### TO BE DONE
Copy the entries below, starting at the line containing "of the distant" and ending at the last line of the entries, and keep all the wording unchanged. Shift every coordinate in the answers up by 119.

### SOURCE RECORDS

"""

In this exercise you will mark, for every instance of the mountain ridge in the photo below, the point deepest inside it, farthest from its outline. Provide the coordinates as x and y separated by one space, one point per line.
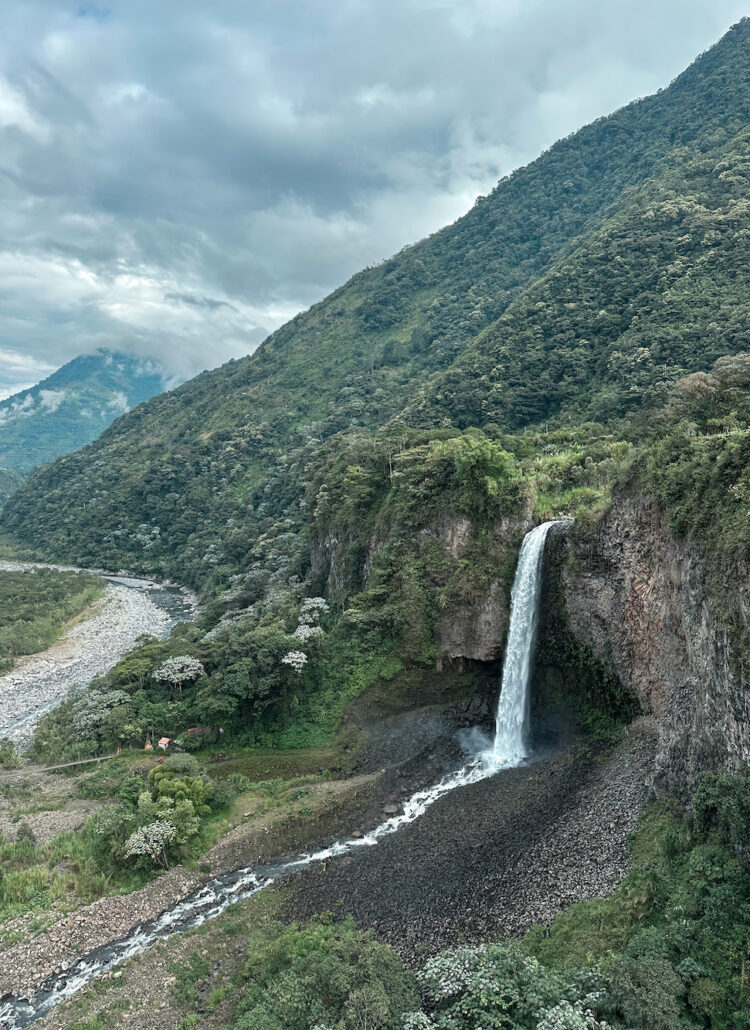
70 408
194 465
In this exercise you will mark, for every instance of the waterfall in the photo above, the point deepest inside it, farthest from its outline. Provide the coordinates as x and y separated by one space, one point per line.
511 746
215 896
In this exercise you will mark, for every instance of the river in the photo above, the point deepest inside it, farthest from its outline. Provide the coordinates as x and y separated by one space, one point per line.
131 608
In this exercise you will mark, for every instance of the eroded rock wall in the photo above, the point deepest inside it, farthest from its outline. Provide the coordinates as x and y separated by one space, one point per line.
672 623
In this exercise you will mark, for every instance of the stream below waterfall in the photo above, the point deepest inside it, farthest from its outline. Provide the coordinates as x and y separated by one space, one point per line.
509 750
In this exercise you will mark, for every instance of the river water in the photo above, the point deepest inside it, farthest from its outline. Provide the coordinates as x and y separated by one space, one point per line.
216 895
131 608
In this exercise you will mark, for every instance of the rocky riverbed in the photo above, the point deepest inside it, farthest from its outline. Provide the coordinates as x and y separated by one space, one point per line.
130 609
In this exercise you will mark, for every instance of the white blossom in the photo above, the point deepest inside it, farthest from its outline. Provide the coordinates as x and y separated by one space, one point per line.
296 659
305 632
313 609
151 839
178 670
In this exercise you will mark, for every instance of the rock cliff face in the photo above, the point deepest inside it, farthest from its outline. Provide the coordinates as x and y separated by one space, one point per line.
674 626
473 624
475 628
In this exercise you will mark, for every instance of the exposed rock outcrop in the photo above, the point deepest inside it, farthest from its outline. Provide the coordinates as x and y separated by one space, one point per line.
671 622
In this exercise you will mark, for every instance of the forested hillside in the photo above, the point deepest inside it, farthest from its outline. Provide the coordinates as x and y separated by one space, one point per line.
579 290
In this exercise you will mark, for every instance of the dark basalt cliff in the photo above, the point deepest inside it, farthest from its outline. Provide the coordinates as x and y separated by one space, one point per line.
672 624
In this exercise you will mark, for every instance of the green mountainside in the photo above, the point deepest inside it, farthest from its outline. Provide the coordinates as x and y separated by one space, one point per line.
72 406
348 501
580 289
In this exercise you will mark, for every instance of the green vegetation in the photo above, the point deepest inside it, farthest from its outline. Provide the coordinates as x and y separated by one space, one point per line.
581 288
326 974
668 951
36 605
156 813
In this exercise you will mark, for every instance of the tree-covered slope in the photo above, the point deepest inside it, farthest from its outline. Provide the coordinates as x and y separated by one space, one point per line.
579 288
72 406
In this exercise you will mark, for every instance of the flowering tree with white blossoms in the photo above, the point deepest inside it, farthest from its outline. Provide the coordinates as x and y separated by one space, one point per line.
151 842
178 670
295 659
305 632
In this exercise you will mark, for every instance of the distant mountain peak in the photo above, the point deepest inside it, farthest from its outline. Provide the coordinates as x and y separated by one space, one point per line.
73 406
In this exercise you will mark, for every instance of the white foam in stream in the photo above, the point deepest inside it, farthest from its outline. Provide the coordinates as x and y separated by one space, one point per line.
508 751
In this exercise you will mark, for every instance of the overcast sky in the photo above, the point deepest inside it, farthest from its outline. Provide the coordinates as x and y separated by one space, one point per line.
176 178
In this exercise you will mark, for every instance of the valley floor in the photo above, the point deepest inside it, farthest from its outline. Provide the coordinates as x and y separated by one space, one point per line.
130 609
486 861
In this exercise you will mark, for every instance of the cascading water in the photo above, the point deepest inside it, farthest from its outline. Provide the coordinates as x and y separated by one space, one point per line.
511 719
215 896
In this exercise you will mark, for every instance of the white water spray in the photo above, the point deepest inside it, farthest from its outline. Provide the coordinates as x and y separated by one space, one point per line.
215 896
511 720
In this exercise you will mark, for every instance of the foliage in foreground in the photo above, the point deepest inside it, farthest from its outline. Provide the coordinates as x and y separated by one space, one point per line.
327 975
669 951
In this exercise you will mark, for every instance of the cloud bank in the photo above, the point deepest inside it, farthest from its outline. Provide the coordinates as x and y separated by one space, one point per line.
177 179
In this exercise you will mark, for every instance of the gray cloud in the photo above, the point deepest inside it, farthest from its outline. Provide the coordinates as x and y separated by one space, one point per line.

"""

### SOLVED PROBLEM
In this exercise you will mark, for every instance of the distant mountain peak in the photo above, the point deepest inside it, farthest from its outline. Provide the coordinates as x and y separated by one space, one point per line.
192 525
In this exercise you will mark, for every instance of the white foam in stream in the photo above, the point deepest inside it, farthest from its outline. Provide the coordinates as x and y separated by one space, one point per line.
627 870
In this exercise you will mark, for every instance of the overcast sky in the photo above, the point deepest inside it, farthest from its outline. Provide the coordinates as x and y separated by one space, one point per line.
295 297
In this exercise you will mark, for every instance of the valley floor in the photo above, the point deepest inside it, farthest from its outline. Provide the coordinates as x and y separated by one space, one point per line.
249 728
605 980
In this exercise you will mark, for every instance of the cascading water in the photo above, the point deepest inside it, farthest from its outline. Provide the coordinates as x and y separated by one space, one point per line.
630 838
334 1015
In this exercise you will mark, for every instance of the white water spray in the photo above, the point deepest inside it, farthest from its outline. Provide the coordinates as x and y separated by one space, one point per line.
334 1015
630 839
In this exercise you will mark, for every instance of the foliage in foreground in the photo above, the point deepest inside it, farthest from its outline. Provide the coordinates as x and y separated by one space, one point per line.
446 1094
788 1070
In this exercise you will mark, for every instance of the cloud bank in the photo above, the point deepest inside it, farthest from its outline. Provide the coordinates as x and y separated by one space, one point per line.
296 298
In this exercise you will mark, for every instance of the gray cloud in the photo above, the point deepest inside it, farthest from its outline. Provide the coordinates as x and y separated by one space, one point per line.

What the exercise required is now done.